#### [TEXT PROVIDED]
□ □ □

Two Things About Recovering from Surgery — Some People Are Real Jerks



Where I had my surgery and am seeing my doctor.

Today, I left the house for the first time since my surgery over a week ago. I drove myself to my post op appointment and felt so good restoring a bit of my freedom. But then, when I looked for my temporary handicap parking placard, I couldn’t find it. I didn’t sweat it but parked at the nearest spot in the orthopedic building lot which was three rows away from the front door. I figured it must be in the other car—or maybe my husband knew where it was. It was a big hike for me, one step at a time with a walker, step by step and took more than ten minutes getting inside the building. I looked at all the rows of handicapped parking and realized they were all full anyway. There’s a run on handicapped parking at the Desert Orthopedic Center. I haven’t gotten a handicapped spot yet during my last few month’s visits.

The appointment went well. The doctor is kind, gave me color photos of the inside of my knee and said I’m doing great. That was all good news. I can start back to PT next week and can put a little weight on my leg.



Inside my knee.

But then, things got ugly after my appointment when I walked back to my car. Step by tiny step with the walker, stopping to catch my breath, I worked my way through the lot. There’s a crosswalk that divides through the islands with enough room for wheelchairs or people like me, struggling with walkers to get the shortest route from my car to the front door.

Except for the jerk in the brand new silver Corvette, who took it upon himself to park in what was NOT a spot! He left his car in the divide that was the handicapped CROSSWALK. Once I got there looking at my car–two rows away–I tried to inch by his fancy, shiny car. But, no! His car prevented me from using my walker. He took up more than a foot of the room I needed to get by. I tried using my walker with the right two legs up over the curb in the planter and the left two legs on the blacktop.

□ □ □

What does the surgery recovery post say between "Except for the" and "on the blacktop.", inclusive? Copy that passage out word for word.

□ □ □

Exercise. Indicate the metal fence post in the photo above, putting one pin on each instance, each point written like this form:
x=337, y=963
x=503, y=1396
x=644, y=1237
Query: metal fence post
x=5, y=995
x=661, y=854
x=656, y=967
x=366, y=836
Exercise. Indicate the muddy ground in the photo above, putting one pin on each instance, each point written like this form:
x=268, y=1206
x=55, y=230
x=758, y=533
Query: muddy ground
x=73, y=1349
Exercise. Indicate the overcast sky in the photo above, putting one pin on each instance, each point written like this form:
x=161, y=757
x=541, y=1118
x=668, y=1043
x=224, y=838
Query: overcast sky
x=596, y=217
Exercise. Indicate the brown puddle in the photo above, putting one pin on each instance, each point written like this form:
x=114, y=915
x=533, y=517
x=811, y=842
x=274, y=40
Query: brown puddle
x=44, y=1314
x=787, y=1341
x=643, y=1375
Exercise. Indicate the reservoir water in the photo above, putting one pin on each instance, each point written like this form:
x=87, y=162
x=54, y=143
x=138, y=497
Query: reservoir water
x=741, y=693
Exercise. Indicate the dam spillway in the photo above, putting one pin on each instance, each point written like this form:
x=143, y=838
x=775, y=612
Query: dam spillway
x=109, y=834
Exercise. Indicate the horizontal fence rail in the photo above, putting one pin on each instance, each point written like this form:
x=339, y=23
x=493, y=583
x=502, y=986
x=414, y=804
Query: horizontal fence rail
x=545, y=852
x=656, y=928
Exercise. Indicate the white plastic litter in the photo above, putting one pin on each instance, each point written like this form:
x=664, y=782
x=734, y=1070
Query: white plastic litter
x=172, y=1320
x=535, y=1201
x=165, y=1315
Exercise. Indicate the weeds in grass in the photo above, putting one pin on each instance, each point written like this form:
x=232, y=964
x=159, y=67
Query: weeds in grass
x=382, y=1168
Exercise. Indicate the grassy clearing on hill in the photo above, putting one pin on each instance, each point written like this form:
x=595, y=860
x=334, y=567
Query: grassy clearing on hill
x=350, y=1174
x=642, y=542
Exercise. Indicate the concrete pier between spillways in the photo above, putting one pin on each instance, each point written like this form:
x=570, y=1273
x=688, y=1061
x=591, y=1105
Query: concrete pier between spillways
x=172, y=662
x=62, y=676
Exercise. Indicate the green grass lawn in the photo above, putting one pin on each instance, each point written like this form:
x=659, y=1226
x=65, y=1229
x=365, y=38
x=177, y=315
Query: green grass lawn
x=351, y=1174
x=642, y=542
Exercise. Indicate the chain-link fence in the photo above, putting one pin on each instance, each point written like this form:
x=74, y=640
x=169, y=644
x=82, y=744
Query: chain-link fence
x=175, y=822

□ □ □

#### [OUTPUT OF THE TASK]
Except for the jerk in the brand new silver Corvette, who took it upon himself to park in what was NOT a spot! He left his car in the divide that was the handicapped CROSSWALK. Once I got there looking at my car–two rows away–I tried to inch by his fancy, shiny car. But, no! His car prevented me from using my walker. He took up more than a foot of the room I needed to get by. I tried using my walker with the right two legs up over the curb in the planter and the left two legs on the blacktop.